Assignment: Please find the number of lines in the material below where the string "with" occurs, and give only that number.

Data records:
--------------------------------------------------
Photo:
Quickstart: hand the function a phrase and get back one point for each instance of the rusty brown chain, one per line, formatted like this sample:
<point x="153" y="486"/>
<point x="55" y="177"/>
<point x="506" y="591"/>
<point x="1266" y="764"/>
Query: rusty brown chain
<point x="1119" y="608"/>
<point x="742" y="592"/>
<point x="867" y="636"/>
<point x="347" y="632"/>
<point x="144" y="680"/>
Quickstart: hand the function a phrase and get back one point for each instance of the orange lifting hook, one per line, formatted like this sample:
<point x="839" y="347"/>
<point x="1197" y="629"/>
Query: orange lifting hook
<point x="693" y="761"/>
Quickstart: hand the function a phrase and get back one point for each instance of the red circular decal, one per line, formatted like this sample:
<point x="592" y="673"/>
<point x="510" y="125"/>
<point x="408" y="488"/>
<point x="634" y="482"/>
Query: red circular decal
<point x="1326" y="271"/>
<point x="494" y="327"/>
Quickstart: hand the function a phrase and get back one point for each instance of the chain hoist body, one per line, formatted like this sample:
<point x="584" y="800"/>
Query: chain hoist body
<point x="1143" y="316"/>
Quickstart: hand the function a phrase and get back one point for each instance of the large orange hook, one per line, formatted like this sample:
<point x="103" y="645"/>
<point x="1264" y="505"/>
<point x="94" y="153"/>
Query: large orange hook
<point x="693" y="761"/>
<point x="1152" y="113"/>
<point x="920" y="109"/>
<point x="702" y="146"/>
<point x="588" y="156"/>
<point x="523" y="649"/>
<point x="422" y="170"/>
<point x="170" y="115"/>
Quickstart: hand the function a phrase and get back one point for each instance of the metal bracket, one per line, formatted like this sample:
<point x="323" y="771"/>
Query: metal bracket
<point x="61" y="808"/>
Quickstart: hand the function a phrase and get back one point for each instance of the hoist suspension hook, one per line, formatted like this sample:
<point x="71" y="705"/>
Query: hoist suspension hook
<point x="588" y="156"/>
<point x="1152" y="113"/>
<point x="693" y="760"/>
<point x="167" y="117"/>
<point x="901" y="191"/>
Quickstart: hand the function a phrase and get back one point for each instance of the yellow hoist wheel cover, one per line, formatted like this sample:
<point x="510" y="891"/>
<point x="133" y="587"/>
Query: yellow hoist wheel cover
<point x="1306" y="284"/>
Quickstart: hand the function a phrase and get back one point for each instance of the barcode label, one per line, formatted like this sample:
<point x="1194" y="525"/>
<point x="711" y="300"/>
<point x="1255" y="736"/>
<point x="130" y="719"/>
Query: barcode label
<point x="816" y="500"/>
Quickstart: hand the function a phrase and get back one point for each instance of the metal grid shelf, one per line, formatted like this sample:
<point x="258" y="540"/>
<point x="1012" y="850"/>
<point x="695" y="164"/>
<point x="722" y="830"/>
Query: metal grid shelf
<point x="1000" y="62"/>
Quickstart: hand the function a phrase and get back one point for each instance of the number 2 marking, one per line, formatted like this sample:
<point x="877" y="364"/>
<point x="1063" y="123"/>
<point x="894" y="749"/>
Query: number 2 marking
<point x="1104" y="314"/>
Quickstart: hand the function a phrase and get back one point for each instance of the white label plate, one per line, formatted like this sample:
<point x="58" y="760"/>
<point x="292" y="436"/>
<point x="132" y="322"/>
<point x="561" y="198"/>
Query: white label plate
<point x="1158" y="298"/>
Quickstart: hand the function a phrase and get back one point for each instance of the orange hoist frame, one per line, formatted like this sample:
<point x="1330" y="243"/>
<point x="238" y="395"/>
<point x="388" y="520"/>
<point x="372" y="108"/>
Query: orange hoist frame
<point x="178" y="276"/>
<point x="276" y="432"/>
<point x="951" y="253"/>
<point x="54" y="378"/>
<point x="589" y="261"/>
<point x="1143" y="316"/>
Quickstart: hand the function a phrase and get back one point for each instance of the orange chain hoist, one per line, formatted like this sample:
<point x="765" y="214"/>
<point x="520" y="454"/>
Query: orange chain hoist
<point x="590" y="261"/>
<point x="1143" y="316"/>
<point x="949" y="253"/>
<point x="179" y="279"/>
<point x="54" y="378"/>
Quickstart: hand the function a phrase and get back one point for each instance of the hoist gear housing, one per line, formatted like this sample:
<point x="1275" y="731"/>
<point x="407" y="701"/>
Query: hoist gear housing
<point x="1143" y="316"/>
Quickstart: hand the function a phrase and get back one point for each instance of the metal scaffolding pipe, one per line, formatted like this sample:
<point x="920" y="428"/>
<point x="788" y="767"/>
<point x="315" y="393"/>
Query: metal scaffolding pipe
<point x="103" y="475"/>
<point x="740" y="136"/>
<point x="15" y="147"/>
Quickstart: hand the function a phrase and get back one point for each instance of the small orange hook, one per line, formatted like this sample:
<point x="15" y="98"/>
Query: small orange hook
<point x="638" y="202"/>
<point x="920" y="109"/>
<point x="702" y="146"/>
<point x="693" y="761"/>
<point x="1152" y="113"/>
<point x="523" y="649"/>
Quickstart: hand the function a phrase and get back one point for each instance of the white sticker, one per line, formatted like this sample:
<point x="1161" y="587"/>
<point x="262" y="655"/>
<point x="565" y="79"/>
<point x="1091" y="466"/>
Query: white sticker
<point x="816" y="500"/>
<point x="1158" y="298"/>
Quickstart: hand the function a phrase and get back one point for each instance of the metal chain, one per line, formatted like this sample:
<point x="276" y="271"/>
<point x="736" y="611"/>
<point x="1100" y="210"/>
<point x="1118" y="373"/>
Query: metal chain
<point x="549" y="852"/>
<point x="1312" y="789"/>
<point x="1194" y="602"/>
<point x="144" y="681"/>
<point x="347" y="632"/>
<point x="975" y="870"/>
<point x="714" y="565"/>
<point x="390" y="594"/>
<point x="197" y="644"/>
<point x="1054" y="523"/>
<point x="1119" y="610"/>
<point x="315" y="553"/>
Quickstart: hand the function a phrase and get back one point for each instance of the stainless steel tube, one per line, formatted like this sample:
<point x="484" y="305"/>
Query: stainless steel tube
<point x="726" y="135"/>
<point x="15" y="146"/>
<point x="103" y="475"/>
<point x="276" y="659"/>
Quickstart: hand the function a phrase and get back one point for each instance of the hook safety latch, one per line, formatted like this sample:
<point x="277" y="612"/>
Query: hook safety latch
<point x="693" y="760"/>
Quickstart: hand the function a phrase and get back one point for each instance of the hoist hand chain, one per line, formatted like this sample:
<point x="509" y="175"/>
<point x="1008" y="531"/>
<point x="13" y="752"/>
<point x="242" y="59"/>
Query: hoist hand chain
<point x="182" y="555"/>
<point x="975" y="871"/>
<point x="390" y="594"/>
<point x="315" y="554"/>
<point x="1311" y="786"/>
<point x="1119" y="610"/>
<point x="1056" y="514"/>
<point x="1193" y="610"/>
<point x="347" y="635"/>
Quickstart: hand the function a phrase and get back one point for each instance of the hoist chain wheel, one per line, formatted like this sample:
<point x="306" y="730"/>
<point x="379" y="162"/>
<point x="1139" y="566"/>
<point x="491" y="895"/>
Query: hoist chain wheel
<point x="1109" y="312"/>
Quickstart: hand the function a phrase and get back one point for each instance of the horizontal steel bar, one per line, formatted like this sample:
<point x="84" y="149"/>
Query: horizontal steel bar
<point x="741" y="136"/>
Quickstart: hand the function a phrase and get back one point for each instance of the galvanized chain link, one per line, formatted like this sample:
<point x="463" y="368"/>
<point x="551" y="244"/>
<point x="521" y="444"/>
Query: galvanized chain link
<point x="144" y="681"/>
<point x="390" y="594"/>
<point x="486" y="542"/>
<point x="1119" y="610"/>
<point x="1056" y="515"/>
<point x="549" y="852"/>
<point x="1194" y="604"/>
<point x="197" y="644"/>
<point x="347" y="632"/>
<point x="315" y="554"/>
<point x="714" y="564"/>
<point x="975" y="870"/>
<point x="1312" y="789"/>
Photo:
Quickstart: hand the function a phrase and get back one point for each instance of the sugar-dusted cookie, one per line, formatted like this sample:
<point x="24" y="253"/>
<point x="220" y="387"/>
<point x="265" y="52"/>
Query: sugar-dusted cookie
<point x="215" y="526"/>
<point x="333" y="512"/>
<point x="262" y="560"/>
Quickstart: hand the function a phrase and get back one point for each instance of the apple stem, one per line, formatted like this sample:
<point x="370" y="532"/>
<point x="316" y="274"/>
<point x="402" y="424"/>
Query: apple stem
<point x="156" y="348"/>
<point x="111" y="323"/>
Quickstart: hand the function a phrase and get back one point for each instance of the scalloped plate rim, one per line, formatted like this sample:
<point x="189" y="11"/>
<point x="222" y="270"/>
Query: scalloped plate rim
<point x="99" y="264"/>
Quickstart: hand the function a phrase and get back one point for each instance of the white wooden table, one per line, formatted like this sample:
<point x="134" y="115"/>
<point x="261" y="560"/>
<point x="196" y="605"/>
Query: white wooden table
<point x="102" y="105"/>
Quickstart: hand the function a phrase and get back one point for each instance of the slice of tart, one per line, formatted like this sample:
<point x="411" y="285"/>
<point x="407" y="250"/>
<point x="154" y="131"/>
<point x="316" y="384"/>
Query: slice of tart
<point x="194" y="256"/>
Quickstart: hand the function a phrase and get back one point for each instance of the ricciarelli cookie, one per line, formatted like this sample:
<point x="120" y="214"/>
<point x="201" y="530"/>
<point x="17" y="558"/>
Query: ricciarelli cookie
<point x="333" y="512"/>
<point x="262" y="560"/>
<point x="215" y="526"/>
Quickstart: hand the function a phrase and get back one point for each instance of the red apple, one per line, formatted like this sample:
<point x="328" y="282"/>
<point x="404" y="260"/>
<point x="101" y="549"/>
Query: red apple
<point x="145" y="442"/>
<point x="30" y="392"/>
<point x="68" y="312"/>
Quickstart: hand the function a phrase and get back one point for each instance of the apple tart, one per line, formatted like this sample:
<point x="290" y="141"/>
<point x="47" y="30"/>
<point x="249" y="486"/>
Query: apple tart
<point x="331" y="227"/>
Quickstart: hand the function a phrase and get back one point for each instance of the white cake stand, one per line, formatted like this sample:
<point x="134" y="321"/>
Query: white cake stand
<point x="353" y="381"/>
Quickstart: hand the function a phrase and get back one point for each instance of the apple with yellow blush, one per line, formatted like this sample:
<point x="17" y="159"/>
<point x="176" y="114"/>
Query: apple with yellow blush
--------------------------------------------------
Result for this task: 2